* 任务说明 1
逐字抄录下文关于明代京营兵力的记述中从“那么到了正统十四年,明英宗亲”到“军八万余人,即大约二十二万。”的这一段。

* 正文
/---

在宣德年间,明朝政府又确立了班军制度。当时,明帝国从宣德元年开始,每年定期在春秋两季征调河南、山东、大宁都司、中都(凤阳)留守司、直隶淮阳等卫及宣府军士到京师备操。这些备操军分春秋两班,每班八万人,满额共官军十六万员,由此得名“班军”。如此算来,根据明人之记载,在正统以前,算上京营预备队的畿内八府的二十余万军士,明帝国京营额军人数当有五六十万人。此后,万历年间的进士周炳谟也曾提及明初的京营京城内外共有军队五十余万人,当为不谬。◎ 《平番得胜图》中的明军形象

由此看来,如果皇帝亲征,明军投入五十万人似乎也不是没有可能。但是以上数据都是额定兵员数,不等于实际兵力。比如从宣德五年开始,京营中五军营的额定兵员就逐渐缺失了:明成祖时期京营的五军营中,每军步骑二万人,以后又调大同等边备御,到宣德时期,五军总存五万七千余人,而神机等营的规模也相继缩小,五军营每军步骑二万,则额兵当为十万人,可在宣德五年便因调遣及逃亡等原因,总兵力仅达到原额的一半。针对这种军额不足的情况,明宣宗命令兵部在京畿卫所等地挑选十万军改隶五军营训练。但是到了正统年间,京营缺额的情况依然不容乐观。正统二年明英宗命令太保成国公选军操练之前,五军营因为派遣了不少军士到各边镇卫戍,以及逃亡众多,兵力就已经缩减了二万五千人。◎ 明代御林军复原图

那么到了正统十四年,明英宗亲征之时,京营人数究竟有多少?明人叶盛的《水东日记》留下了一段有关明帝国卫所军兵员数量的珍贵记录。根据记载,正统十四年土木堡之战前夕,五军都督府并锦衣卫等卫官旗军人应有3258173名,实有1624509名,缺员1633664名;锦衣卫等三十五卫应有294117名兵员,实有159871名。这段记载中提及的锦衣卫等卫共有三十五个卫所,满额官军应有二十九万余人。另外,后军都督府划归京营管辖的卫所有三十九个。根据《大明会典》的京营编制,在京卫所每一卫所满编军士的人数为五千,那么这三十九卫的额定兵员数就约为195000人。也就是说,正统十四年前后,京营额定官军的纸面兵力约为489117人,但实际只有一半在岗。

特别要提到的是,这将近四十九万的京营纸面人数并不全是战兵。明朝建国初期,百废待兴,民无定居,耕稼尽废,急需与民休息,发展社会生产力。所以以当时的情况,若取税于民,养活庞大的本国军士,无疑会使国家经济雪上加霜。于是明太祖便下令各卫所就地屯田,卫所军士自己屯田耕种,以为军饷,是为屯田制。卫所军士通称为旗军,旗军又分为屯军和守军,屯军专务屯田,守军专务操练及对敌。一般来说,明代卫所的屯守比例在边地为七三开,即在一般情况下,一个卫所的旗军中,屯军占七成,守军占三成;在腹地则为八二开。根据《大明会典》记载,京营屯田原额为六千三百三十八顷五十一亩八分二厘。那么根据三分战七分屯来计算,京营之中,操练而不屯田的战兵满额人数应为十四万六千余人,这与《明实录》中正统二年记载的三大营额兵数量大体相当。那么可以得出,当时京营的战兵纸面总人数为战兵十四万余人加上班军八万余人,即大约二十二万。

\---

* 任务说明 2
将下方列表中从含有“385L704 349L683 337L641”的那一行到含有“positive clicks: (724, 378)”的那一行重新写出，首尾两行都包括在内，只写这几行。把其中的“rough mask”换成“coarse mask”，其余内容一律不变。

* 给定列表
/---

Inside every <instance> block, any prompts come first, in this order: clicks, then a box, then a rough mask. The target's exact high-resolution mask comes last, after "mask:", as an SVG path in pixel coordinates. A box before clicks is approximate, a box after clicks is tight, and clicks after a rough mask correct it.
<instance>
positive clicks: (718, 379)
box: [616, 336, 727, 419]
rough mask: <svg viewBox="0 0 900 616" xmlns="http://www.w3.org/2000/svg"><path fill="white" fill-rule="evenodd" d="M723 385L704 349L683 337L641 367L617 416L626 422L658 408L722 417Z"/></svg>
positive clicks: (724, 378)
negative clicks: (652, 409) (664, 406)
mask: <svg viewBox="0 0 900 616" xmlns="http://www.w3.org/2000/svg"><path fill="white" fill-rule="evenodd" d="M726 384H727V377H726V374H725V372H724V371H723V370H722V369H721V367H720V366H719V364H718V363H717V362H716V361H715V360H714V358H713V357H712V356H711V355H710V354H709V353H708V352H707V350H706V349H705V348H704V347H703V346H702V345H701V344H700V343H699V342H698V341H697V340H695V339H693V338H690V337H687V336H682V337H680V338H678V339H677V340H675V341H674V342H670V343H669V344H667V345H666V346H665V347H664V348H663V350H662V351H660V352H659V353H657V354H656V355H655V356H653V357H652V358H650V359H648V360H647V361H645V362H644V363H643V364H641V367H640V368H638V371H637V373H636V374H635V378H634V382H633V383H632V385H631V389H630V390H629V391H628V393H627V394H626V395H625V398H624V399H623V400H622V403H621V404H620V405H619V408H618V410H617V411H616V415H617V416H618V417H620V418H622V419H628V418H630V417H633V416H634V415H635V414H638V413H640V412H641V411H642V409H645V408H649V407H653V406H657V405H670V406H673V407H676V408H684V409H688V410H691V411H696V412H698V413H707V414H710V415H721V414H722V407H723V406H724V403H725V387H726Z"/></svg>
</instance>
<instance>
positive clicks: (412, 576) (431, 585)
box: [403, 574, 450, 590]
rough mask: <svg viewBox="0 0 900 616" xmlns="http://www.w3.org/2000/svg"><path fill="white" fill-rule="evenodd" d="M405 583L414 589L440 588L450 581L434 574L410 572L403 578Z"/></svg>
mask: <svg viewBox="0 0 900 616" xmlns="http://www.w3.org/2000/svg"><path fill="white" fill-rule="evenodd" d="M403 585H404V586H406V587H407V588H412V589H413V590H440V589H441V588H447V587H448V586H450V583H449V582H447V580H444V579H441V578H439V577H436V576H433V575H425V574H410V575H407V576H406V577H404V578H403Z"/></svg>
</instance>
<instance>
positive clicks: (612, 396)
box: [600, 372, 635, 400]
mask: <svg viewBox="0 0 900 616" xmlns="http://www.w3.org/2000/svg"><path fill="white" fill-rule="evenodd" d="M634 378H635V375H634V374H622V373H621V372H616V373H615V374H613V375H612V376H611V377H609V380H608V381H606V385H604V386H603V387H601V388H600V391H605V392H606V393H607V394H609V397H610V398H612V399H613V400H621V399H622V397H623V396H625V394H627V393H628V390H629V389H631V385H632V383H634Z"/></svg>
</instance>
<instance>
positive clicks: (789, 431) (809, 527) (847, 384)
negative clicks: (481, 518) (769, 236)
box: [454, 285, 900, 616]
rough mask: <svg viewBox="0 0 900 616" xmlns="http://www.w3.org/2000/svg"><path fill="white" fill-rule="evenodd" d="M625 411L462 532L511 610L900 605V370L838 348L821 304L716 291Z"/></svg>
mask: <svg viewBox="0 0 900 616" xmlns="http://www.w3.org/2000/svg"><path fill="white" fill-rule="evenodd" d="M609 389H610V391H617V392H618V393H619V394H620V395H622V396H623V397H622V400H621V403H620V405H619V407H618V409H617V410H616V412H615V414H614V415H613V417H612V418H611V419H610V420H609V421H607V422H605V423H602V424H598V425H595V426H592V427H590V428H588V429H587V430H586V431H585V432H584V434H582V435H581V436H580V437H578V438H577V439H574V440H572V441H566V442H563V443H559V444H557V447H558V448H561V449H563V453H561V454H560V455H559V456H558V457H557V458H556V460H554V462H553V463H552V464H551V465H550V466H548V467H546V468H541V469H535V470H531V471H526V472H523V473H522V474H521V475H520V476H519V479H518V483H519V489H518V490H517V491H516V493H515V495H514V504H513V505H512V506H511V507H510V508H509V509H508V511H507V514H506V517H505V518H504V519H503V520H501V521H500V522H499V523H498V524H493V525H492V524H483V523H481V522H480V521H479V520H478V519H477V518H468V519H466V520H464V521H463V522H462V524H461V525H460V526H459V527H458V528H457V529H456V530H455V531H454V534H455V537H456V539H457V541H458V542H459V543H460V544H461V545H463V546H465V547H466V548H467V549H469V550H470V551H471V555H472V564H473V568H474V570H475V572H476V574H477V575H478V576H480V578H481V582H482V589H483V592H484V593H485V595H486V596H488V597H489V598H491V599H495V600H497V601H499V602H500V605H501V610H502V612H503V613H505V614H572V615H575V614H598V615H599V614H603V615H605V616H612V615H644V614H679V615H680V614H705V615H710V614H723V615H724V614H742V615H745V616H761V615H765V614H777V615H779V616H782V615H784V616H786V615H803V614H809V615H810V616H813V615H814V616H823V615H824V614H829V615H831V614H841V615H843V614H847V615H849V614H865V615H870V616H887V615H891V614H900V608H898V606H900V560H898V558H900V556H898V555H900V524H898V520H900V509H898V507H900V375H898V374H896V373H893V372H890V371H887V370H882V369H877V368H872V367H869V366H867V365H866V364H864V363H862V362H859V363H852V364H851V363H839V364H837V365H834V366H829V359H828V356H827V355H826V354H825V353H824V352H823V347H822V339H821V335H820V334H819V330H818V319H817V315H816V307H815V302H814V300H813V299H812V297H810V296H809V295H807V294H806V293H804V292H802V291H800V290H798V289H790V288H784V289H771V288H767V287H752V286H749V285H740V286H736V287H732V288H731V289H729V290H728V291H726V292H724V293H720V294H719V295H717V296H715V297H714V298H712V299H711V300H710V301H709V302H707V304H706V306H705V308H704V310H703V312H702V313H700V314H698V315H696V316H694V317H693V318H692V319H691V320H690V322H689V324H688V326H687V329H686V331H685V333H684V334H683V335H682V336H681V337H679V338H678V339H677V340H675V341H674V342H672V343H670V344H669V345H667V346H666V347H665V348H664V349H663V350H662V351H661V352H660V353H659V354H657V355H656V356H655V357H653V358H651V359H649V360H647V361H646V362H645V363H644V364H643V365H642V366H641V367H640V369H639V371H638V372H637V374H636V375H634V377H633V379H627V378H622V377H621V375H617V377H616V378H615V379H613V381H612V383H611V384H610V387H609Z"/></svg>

\---

* 预期输出 1
那么到了正统十四年,明英宗亲征之时,京营人数究竟有多少?明人叶盛的《水东日记》留下了一段有关明帝国卫所军兵员数量的珍贵记录。根据记载,正统十四年土木堡之战前夕,五军都督府并锦衣卫等卫官旗军人应有3258173名,实有1624509名,缺员1633664名;锦衣卫等三十五卫应有294117名兵员,实有159871名。这段记载中提及的锦衣卫等卫共有三十五个卫所,满额官军应有二十九万余人。另外,后军都督府划归京营管辖的卫所有三十九个。根据《大明会典》的京营编制,在京卫所每一卫所满编军士的人数为五千,那么这三十九卫的额定兵员数就约为195000人。也就是说,正统十四年前后,京营额定官军的纸面兵力约为489117人,但实际只有一半在岗。

特别要提到的是,这将近四十九万的京营纸面人数并不全是战兵。明朝建国初期,百废待兴,民无定居,耕稼尽废,急需与民休息,发展社会生产力。所以以当时的情况,若取税于民,养活庞大的本国军士,无疑会使国家经济雪上加霜。于是明太祖便下令各卫所就地屯田,卫所军士自己屯田耕种,以为军饷,是为屯田制。卫所军士通称为旗军,旗军又分为屯军和守军,屯军专务屯田,守军专务操练及对敌。一般来说,明代卫所的屯守比例在边地为七三开,即在一般情况下,一个卫所的旗军中,屯军占七成,守军占三成;在腹地则为八二开。根据《大明会典》记载,京营屯田原额为六千三百三十八顷五十一亩八分二厘。那么根据三分战七分屯来计算,京营之中,操练而不屯田的战兵满额人数应为十四万六千余人,这与《明实录》中正统二年记载的三大营额兵数量大体相当。那么可以得出,当时京营的战兵纸面总人数为战兵十四万余人加上班军八万余人,即大约二十二万。

* 预期输出 2
coarse mask: <svg viewBox="0 0 900 616" xmlns="http://www.w3.org/2000/svg"><path fill="white" fill-rule="evenodd" d="M723 385L704 349L683 337L641 367L617 416L626 422L658 408L722 417Z"/></svg>
positive clicks: (724, 378)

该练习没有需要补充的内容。